● **Task statement**
In the Reds news item, which arm did shortstop Zack Cozart have the surgery on?

● **Selected text**
GOODYEAR, Ariz. -- Dr. Frank Jobe, who developed the elbow procedure that became known as Tommy John surgery, died on Thursday at the age of 88. Jobe's pioneering operation would go on to help hundreds of Major League pitchers with elbow injuries continue their careers, including current Reds like Alfredo Simon. Shortstop Zack Cozart had the operation on his left, non-throwing arm.
"I never dealt directly with Dr. Jobe, but I'm certainly aware of the impact that he had," Reds manager Bryan Price said. "You can look at any number of guys that had it and it's an All-Star team."
As a pitching coach, Price had pitchers Edinson Volquez and Rafael Soriano undergo Tommy John surgery and make full recoveries.
"It's a life-saver as a baseball player, a career-saver," Price said. "The thing is, the players coming back from it aren't having a recurrence. It's very rare to have a recurring need for a second Tommy John surgery. ... It was phenomenal what Volquez was able to do post-surgery when I saw him in 2010, the way he was throwing the ball so shortly after the surgery."
Leake efficient, healthy after first spring start
GOODYEAR, Ariz. -- Reds pitcher Mike Leake's first start of the spring was going so quickly, he almost wished for more adversity so he could work more against the White Sox on Friday.
"Luckily, I got into a couple of full counts so I could get more pitches," Leake said.

● **Provided information**
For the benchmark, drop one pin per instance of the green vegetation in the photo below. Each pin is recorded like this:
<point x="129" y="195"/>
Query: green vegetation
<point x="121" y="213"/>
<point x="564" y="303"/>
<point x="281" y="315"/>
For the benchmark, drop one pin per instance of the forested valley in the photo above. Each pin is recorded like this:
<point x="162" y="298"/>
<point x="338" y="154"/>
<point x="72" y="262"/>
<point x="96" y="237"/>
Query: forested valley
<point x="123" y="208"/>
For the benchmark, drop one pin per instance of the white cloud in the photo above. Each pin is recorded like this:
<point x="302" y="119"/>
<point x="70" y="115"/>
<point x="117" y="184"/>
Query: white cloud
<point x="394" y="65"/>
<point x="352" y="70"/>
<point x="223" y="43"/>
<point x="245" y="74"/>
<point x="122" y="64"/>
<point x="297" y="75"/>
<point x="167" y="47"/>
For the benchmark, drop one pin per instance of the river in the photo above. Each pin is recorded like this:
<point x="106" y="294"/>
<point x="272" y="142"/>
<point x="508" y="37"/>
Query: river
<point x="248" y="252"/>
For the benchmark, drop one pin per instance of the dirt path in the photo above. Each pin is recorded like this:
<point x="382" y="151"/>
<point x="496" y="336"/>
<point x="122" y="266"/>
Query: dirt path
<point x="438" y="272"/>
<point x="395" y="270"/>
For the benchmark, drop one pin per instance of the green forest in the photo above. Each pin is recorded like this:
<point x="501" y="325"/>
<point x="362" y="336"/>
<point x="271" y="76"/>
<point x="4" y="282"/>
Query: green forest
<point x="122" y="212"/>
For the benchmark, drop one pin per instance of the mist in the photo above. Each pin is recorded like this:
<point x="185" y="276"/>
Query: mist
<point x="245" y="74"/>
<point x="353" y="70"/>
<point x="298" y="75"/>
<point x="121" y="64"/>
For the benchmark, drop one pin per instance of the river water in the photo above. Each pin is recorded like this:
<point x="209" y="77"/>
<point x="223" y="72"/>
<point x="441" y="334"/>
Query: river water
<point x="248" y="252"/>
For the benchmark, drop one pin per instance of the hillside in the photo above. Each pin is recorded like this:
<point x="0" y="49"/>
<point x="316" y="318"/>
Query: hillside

● **Solution for this task**
His left, non-throwing arm.